DO THIS —
Copy out only the span from the line with "the window in" to the end of the data, both ends kept, word for word.

RECORDED DATA —
--- START ---

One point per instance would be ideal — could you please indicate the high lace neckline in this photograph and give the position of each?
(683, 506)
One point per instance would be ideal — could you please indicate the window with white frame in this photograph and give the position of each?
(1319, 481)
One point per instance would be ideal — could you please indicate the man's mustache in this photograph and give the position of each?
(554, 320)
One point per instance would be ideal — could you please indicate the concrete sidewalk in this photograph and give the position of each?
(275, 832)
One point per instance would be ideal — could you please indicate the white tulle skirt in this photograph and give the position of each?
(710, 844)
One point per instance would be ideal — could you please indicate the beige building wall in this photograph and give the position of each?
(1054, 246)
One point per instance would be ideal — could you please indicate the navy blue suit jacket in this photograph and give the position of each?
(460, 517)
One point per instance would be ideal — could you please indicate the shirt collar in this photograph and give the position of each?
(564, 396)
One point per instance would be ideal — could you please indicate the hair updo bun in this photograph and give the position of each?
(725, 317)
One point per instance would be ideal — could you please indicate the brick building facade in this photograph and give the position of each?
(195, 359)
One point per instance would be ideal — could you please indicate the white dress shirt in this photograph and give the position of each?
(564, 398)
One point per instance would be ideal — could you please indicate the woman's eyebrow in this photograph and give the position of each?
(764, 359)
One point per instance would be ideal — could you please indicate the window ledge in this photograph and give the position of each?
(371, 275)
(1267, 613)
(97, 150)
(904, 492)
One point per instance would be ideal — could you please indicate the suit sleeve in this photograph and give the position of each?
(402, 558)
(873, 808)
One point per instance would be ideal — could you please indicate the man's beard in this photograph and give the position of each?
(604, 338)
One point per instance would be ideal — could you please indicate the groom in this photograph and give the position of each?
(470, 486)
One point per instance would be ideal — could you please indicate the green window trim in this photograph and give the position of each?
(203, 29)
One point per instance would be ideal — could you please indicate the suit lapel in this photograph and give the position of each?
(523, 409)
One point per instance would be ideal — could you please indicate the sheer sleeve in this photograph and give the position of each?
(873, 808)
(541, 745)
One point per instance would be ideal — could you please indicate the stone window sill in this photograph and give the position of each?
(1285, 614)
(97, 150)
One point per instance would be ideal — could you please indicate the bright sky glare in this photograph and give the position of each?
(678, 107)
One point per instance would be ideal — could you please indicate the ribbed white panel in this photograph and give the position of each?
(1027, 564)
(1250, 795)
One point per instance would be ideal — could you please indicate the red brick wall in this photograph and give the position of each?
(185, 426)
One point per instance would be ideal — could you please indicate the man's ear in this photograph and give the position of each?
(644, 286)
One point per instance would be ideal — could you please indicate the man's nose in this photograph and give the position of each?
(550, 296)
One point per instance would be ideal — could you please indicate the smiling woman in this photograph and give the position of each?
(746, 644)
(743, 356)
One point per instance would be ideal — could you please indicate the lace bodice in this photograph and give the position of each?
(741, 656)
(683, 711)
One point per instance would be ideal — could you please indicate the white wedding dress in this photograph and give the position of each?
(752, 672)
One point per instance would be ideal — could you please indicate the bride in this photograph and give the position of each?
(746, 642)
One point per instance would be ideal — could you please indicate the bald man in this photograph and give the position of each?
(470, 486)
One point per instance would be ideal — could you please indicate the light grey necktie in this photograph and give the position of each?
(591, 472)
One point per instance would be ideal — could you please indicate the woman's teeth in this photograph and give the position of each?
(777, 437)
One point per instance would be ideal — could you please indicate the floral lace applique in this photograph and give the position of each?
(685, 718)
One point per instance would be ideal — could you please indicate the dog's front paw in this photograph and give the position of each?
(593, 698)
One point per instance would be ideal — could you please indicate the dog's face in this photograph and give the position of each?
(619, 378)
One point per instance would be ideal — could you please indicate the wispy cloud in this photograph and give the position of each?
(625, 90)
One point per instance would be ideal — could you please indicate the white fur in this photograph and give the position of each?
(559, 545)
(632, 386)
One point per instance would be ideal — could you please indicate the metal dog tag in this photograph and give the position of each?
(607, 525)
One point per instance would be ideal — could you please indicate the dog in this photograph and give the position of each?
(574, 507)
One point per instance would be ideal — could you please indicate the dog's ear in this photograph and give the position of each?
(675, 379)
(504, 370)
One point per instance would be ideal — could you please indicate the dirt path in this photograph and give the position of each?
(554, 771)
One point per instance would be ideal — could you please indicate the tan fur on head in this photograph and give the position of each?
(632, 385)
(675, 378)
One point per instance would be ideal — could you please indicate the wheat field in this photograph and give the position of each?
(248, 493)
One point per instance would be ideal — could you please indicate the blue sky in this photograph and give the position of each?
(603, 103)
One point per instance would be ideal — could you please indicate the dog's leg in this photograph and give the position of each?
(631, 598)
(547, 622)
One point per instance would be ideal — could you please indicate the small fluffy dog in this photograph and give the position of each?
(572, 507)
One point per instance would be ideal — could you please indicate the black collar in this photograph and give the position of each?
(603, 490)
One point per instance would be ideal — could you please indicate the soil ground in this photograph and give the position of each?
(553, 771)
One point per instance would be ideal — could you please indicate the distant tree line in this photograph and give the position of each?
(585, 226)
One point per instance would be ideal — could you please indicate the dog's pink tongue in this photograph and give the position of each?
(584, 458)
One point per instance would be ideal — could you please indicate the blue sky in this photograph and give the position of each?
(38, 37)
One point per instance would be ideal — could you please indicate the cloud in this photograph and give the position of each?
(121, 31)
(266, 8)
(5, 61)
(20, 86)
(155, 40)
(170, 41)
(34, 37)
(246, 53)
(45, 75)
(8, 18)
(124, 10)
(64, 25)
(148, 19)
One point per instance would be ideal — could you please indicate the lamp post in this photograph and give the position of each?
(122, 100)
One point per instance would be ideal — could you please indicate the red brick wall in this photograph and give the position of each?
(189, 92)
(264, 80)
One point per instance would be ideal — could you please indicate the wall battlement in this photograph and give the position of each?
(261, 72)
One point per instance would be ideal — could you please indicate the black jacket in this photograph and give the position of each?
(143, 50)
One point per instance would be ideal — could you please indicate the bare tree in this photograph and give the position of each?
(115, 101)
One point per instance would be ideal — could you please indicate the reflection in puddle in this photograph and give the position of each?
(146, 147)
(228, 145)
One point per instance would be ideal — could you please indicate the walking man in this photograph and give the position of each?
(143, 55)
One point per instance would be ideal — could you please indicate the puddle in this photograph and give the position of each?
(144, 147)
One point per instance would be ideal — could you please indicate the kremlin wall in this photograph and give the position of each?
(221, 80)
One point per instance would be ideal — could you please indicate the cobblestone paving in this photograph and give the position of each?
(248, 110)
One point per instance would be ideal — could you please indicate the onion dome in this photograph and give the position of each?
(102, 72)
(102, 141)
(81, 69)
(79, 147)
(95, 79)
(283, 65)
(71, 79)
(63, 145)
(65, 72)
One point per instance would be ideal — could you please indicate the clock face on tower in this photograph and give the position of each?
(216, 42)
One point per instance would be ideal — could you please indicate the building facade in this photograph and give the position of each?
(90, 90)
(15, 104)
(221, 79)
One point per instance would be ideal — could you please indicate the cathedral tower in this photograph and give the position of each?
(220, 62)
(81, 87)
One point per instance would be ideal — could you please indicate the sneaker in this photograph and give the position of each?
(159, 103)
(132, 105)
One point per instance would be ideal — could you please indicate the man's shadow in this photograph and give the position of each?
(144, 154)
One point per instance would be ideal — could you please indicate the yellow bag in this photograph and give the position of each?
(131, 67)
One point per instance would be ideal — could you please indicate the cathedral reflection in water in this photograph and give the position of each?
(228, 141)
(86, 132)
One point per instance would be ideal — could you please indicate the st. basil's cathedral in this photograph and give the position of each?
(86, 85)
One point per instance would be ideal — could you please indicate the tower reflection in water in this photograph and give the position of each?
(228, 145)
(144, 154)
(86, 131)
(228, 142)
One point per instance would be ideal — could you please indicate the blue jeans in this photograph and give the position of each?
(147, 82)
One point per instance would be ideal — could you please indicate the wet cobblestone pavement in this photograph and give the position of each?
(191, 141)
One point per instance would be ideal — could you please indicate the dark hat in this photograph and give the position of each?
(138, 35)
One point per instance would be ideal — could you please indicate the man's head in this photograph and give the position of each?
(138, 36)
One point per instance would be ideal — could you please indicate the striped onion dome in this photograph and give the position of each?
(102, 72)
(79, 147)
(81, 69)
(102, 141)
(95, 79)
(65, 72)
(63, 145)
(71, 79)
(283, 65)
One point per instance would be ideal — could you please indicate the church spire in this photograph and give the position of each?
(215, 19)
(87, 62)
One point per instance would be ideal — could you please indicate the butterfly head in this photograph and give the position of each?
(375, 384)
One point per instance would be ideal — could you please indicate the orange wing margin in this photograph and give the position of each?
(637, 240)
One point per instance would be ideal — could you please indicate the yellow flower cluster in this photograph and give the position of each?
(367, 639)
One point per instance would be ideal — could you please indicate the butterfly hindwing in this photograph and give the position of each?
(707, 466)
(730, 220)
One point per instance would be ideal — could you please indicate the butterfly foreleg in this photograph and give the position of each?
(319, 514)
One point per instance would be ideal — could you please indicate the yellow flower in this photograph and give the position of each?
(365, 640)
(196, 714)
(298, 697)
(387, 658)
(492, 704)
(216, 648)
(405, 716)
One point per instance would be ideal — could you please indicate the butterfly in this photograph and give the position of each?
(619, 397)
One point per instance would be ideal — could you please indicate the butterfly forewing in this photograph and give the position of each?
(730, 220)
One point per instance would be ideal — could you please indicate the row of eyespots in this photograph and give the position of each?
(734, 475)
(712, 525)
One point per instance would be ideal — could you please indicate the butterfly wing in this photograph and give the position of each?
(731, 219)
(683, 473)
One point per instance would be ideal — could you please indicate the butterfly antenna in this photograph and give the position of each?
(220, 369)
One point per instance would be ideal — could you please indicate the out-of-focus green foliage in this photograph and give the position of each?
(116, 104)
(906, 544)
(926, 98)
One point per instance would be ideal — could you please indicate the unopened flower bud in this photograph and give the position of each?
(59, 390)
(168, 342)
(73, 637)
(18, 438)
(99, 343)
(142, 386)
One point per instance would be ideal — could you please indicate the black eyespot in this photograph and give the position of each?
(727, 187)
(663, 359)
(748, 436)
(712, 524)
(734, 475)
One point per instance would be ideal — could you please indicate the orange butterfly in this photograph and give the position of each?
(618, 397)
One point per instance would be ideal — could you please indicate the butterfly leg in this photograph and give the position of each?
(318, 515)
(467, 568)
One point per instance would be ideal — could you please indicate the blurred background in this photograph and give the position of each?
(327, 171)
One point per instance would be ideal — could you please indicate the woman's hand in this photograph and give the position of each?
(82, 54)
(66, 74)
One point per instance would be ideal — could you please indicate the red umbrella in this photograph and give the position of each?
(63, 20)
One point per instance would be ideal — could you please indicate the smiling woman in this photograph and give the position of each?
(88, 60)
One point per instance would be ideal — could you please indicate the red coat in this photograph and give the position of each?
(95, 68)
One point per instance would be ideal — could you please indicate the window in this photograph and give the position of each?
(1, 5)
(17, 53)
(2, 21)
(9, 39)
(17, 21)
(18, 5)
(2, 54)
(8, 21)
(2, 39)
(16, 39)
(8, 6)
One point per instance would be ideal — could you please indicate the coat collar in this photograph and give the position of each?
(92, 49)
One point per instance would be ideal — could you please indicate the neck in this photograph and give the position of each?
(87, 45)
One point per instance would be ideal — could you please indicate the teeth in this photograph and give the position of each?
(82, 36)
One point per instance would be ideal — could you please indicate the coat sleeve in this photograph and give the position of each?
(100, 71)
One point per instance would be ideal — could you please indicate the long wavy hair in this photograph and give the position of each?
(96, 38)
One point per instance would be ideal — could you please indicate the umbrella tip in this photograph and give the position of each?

--- END ---

SOLUTION TO THIS EXERCISE —
One point per instance would be ideal — could you please indicate the window in this photograph and give the position of each?
(1, 5)
(17, 53)
(2, 21)
(9, 39)
(17, 21)
(18, 5)
(2, 54)
(8, 21)
(2, 39)
(16, 39)
(8, 6)
One point per instance would be ideal — could you please indicate the coat collar in this photograph and give the position of each?
(92, 49)
One point per instance would be ideal — could you please indicate the neck in this photograph and give the position of each?
(87, 45)
One point per instance would be ideal — could you please indicate the teeth in this photograph and give the position of each?
(82, 36)
One point per instance would be ideal — could you please indicate the coat sleeve in this photograph and give the position of each?
(100, 71)
One point per instance would be ideal — could you please indicate the long wavy hair in this photograph and give the position of each?
(96, 38)
One point per instance would be ideal — could you please indicate the umbrella tip in this photograph and give the position of each?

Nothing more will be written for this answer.